_Exercise aim_
Return every line of the listing that includes the string "bright".

───── Exercise materials ─────

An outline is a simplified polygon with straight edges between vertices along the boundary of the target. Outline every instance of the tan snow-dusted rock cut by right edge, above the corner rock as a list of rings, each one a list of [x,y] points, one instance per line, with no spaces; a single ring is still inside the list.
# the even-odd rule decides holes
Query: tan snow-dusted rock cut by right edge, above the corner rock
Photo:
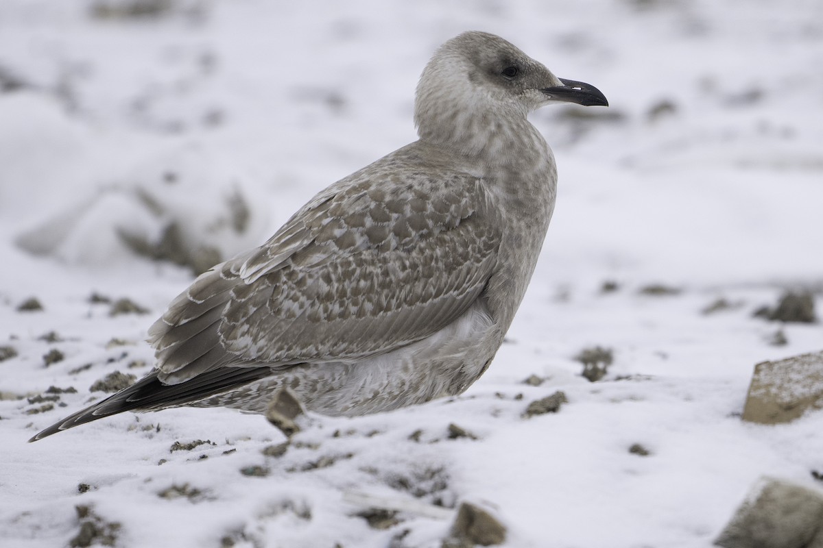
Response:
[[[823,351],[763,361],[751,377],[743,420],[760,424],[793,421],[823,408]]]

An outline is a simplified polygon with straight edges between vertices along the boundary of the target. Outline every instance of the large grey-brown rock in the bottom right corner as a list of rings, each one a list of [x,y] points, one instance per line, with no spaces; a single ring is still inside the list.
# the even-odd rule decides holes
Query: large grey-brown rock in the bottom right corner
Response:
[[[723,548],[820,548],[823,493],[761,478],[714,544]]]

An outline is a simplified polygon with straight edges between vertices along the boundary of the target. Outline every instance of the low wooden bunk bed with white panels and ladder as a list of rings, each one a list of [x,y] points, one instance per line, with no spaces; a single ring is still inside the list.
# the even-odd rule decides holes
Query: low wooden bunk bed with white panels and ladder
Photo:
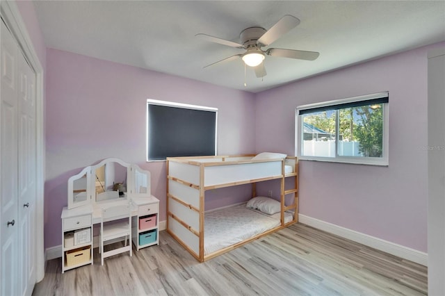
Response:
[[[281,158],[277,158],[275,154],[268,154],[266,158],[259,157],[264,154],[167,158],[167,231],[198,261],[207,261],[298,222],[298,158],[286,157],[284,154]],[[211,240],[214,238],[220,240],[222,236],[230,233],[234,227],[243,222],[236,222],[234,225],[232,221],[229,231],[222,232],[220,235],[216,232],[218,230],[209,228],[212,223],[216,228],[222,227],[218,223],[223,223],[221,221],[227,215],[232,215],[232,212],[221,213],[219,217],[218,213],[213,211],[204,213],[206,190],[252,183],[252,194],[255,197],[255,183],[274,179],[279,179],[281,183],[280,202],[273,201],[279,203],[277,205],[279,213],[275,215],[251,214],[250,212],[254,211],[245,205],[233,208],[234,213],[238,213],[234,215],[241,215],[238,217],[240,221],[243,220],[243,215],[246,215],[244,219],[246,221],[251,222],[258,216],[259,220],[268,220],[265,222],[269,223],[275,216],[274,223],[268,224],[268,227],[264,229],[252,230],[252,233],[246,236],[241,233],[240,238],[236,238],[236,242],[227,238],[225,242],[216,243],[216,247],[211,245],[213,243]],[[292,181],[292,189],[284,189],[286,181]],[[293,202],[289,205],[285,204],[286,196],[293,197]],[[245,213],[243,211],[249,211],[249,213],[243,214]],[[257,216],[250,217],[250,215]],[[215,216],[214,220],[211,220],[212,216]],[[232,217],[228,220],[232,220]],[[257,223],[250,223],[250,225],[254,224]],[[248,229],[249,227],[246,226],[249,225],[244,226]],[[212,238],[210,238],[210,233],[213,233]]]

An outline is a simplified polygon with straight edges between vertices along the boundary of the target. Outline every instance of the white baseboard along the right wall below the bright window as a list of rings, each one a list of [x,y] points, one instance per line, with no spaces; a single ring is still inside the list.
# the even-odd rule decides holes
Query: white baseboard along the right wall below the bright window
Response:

─────
───── Exercise materials ─────

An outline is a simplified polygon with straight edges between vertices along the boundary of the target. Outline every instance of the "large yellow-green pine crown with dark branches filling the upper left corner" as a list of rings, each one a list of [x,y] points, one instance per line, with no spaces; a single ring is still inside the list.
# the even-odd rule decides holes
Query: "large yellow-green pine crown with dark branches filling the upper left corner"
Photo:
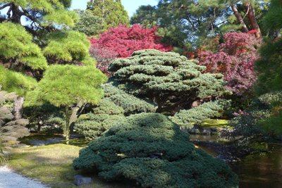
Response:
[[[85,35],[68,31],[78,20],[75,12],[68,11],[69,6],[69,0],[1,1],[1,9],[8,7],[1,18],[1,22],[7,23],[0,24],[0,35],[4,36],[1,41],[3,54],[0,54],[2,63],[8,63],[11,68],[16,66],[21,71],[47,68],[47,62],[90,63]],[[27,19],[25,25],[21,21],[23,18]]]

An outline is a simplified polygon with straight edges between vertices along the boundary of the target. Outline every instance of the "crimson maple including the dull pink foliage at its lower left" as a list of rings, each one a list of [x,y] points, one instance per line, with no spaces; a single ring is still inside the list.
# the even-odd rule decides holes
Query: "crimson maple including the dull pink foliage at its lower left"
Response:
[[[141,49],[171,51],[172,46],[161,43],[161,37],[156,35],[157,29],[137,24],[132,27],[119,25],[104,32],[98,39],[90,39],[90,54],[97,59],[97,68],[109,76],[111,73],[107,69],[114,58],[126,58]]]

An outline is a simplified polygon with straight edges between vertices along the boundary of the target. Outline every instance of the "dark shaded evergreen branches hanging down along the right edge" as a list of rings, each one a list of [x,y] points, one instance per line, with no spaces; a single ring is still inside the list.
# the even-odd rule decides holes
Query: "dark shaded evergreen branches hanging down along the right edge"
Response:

─────
───── Exercise materials ─────

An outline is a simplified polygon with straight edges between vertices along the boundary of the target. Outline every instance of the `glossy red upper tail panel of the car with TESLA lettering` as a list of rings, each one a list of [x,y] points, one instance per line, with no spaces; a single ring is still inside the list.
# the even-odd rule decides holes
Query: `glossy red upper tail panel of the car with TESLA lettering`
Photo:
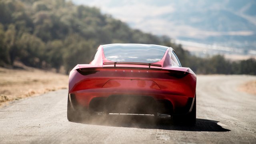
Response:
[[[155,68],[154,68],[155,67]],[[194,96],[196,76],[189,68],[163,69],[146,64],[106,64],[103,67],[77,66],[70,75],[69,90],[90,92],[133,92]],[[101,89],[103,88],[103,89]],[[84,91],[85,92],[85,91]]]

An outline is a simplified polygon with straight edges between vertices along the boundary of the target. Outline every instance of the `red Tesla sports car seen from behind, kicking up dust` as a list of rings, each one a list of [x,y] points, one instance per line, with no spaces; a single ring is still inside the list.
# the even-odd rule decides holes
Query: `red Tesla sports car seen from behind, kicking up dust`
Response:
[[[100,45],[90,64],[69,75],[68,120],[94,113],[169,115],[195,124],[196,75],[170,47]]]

─────

_Finished task_
An outline is a simplified polygon with straight edges between vertices along the boundary of the target. Outline every instance of the white baseboard along the right wall below the bright window as a list of rings, each one a list of [x,y] points, one instance per line, with no spaces; a single ring is still inside the list.
Query: white baseboard along the right wall below the bright window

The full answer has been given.